» **RECORDS SUPPLIED**:
────────

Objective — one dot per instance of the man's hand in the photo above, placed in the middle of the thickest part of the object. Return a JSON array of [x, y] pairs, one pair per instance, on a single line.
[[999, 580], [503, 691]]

────────

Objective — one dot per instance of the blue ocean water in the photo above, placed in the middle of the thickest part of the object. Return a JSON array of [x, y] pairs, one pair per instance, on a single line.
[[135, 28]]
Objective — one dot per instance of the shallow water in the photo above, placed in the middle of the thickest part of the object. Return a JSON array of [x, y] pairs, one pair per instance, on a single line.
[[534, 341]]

────────

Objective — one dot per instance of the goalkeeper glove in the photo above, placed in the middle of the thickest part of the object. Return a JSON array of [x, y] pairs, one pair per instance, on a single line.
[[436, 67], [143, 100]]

────────

Put the part that begins with the line containing "Objective — one dot per instance of the man's" and ends with the line containing "[[999, 580], [503, 691]]", both of those lines included, into a numbered list with the blank lines left out.

» **TASK RESULT**:
1. Objective — one dot per instance of the man's hand in the photo above, placed in the middle of the thickest part of the object. Return a JSON array of [x, y] pairs, one pair per instance, on a single line.
2. [[999, 580], [503, 691]]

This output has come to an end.